PROBLEM DETAILS :: Rewrite everything from "In this exercise you will find the evergreen" down to "In this exercise you will find the wooden railing" in the data below, replacing "photo" with "image" and leaving everything else unchanged. Omit the pictures from the output.

=======

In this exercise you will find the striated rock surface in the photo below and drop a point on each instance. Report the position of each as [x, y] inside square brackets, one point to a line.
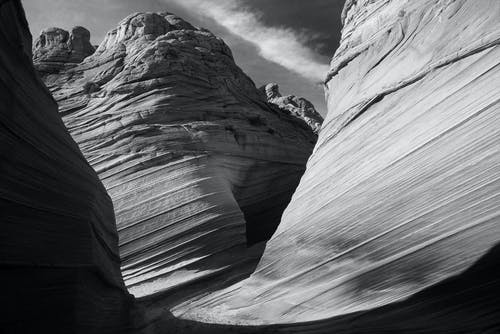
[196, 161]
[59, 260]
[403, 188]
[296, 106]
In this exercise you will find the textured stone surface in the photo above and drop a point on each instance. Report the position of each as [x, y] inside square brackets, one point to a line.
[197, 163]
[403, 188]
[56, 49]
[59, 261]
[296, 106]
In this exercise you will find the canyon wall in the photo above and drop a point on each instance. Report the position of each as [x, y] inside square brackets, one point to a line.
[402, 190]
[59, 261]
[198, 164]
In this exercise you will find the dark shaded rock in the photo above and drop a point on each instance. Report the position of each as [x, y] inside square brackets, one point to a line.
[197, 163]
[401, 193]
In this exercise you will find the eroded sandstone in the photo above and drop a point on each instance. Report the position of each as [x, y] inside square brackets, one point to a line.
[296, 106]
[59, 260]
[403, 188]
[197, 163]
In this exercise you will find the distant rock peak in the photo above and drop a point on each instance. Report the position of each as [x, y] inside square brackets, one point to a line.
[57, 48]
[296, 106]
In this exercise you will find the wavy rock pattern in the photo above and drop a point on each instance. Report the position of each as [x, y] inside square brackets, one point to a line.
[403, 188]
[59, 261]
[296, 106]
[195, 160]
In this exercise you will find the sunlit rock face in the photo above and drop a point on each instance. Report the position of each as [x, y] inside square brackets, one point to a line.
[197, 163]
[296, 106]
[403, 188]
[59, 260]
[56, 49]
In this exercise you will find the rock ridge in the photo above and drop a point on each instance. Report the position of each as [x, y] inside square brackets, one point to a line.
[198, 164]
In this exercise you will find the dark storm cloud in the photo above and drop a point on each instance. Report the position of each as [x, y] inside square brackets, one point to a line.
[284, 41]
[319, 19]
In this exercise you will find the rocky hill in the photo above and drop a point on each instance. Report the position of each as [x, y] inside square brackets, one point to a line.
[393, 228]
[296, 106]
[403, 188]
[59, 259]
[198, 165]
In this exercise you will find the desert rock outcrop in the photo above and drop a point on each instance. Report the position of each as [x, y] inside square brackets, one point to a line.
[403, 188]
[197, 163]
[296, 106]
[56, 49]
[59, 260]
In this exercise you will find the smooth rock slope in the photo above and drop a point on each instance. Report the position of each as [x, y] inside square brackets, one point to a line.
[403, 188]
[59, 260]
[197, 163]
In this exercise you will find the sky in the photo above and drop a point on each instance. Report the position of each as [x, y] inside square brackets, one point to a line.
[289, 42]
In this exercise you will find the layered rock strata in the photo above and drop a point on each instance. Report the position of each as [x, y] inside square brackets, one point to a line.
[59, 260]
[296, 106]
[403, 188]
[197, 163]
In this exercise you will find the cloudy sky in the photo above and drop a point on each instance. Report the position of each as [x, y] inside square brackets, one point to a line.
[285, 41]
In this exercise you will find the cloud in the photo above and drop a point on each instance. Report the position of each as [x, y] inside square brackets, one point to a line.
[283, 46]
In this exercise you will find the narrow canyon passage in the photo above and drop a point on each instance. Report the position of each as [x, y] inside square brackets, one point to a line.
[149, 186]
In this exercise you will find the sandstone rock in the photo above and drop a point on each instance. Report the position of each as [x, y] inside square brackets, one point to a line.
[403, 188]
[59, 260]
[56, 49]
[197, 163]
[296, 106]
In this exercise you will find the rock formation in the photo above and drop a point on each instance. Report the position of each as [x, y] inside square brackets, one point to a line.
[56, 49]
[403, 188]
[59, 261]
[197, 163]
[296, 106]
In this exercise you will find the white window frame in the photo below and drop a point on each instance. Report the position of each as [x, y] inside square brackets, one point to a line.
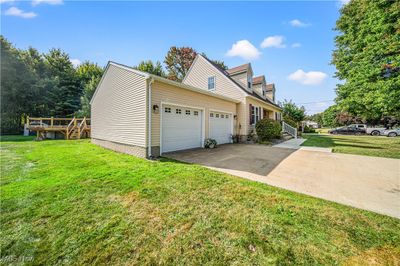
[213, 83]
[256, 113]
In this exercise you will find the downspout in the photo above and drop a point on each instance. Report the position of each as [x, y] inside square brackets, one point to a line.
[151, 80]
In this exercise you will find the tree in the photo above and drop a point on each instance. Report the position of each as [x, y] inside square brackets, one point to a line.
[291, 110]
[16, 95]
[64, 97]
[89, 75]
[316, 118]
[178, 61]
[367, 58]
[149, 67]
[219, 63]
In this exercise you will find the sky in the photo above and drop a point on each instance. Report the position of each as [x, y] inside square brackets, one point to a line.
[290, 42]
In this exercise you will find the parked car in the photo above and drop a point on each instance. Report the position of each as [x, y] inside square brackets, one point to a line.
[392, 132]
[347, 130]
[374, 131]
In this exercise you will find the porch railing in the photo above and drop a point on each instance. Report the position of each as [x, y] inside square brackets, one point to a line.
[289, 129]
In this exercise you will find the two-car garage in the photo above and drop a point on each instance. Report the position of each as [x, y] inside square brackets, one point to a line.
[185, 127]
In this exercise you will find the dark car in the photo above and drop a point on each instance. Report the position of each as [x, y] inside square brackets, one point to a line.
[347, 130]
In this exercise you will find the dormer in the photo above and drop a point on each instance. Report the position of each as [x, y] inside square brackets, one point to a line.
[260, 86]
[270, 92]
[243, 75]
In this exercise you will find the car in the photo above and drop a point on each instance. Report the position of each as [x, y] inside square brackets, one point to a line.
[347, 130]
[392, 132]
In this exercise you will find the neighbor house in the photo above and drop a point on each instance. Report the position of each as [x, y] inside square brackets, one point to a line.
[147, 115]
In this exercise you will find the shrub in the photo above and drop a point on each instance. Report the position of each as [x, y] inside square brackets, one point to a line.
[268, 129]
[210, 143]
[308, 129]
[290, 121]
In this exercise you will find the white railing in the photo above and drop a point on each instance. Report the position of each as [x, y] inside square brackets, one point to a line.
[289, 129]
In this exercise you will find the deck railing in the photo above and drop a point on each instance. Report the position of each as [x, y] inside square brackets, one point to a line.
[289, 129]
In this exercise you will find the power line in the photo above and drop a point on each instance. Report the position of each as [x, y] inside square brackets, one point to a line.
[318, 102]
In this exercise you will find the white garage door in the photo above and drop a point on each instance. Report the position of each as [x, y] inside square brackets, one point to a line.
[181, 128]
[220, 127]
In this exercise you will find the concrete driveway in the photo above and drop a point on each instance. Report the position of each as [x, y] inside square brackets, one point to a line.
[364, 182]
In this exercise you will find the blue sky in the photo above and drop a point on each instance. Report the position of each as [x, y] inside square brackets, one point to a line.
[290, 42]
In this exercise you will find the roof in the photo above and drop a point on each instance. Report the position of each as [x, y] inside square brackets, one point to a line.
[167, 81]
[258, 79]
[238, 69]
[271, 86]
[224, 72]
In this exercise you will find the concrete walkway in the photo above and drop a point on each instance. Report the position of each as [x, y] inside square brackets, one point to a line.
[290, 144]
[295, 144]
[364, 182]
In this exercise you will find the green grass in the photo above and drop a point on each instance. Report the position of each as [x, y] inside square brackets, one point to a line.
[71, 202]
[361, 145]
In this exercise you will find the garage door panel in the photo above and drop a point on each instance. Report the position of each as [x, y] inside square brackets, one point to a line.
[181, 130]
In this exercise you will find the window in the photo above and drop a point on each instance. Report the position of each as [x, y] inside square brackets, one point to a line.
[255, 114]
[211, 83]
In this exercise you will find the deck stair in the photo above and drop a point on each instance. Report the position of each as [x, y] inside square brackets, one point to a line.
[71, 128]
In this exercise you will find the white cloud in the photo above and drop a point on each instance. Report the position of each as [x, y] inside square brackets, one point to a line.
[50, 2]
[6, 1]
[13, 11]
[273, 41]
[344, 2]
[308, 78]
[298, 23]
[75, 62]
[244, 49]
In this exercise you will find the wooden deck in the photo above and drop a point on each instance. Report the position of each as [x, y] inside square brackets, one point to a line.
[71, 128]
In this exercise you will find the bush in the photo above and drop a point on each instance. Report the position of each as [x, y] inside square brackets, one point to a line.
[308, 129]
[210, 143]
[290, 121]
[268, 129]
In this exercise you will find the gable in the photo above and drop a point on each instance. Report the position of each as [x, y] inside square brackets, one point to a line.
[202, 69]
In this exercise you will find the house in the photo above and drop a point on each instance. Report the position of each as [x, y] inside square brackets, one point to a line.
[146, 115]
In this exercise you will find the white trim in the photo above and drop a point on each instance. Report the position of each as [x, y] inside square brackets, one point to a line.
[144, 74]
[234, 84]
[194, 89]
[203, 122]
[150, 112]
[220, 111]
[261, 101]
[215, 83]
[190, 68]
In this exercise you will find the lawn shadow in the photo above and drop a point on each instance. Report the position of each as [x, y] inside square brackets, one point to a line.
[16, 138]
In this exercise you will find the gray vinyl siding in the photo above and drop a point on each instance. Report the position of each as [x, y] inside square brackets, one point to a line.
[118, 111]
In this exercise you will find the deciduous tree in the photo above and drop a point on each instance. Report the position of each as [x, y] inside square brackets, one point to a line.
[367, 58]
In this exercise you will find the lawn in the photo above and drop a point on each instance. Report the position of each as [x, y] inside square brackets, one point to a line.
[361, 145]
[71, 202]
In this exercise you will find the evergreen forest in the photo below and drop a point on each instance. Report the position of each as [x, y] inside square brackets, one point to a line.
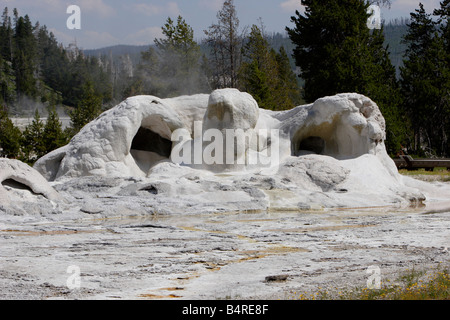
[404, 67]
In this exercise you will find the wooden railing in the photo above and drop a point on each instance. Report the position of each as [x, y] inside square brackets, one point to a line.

=======

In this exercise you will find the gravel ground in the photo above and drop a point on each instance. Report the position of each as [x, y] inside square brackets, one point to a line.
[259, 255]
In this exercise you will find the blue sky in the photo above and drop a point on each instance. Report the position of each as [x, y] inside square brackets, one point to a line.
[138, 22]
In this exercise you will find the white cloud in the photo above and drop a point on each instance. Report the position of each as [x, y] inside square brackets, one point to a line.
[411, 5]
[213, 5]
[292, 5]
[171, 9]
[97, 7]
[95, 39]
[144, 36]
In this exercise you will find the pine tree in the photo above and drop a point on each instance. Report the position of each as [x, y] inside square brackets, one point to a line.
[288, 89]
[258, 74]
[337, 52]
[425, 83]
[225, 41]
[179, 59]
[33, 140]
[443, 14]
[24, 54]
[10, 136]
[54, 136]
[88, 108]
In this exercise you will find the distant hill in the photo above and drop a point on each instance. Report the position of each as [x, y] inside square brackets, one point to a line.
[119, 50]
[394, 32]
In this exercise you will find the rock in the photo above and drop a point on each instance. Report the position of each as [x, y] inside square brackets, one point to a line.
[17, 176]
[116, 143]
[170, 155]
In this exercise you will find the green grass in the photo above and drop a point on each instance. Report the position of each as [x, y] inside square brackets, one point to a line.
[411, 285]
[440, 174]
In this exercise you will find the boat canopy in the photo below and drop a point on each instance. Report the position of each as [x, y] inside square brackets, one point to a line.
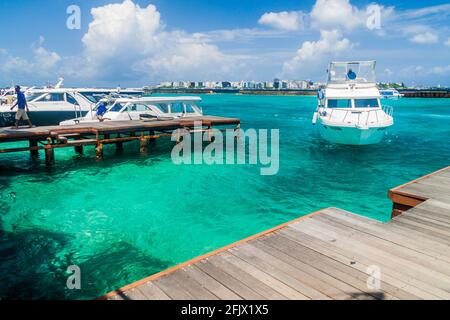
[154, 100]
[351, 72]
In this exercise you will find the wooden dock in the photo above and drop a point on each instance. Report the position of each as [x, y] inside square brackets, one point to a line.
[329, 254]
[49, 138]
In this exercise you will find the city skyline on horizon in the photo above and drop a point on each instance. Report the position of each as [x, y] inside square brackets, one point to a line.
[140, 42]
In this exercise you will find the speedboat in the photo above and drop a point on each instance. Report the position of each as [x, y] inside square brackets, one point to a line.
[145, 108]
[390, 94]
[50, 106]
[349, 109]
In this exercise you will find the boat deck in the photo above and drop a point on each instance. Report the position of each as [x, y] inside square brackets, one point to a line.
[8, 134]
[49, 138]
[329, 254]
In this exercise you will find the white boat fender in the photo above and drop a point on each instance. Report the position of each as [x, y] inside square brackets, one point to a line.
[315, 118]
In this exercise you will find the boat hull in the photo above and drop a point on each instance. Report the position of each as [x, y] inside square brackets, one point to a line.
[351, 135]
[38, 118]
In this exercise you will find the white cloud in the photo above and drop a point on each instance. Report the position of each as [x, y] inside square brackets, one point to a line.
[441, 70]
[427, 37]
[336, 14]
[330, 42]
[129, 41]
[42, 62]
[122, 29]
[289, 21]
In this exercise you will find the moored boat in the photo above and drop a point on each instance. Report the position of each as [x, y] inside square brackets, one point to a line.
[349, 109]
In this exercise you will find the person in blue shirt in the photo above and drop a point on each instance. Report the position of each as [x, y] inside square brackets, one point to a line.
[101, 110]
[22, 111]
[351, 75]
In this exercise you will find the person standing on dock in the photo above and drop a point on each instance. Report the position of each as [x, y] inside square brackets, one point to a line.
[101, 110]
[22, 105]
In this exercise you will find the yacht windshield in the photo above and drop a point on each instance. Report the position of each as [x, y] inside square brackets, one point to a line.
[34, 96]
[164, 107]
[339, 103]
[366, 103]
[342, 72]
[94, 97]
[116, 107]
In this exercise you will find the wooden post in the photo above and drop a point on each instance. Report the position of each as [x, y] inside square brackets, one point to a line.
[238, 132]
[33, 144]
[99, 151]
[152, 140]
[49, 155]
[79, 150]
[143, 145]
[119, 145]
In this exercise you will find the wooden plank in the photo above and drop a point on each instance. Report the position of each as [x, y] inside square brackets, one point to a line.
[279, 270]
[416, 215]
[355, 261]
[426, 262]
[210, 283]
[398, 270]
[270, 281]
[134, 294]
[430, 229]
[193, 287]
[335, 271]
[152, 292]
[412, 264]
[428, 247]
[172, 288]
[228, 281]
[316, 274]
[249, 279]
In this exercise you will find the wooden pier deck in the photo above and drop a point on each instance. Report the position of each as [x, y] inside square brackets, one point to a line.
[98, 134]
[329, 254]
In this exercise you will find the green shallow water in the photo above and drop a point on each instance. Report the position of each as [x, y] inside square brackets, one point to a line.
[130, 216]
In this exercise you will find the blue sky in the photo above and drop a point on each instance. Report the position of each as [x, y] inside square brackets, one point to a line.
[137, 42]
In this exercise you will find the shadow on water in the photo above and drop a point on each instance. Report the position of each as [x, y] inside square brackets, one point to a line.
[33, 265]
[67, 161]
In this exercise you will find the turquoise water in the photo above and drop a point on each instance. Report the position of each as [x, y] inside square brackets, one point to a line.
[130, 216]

=======

SOLUTION TO THIS TASK ::
In this exercise you will find the evergreen forest in the image below and drop a point on each instance. Report the position of each as [x, y] inside square brackets, one point to a line.
[404, 67]
In this exercise you will find the wooden railing in the image above and drop a point on each instance. Report the position of each as [x, y] inside square brackets, one point to a line.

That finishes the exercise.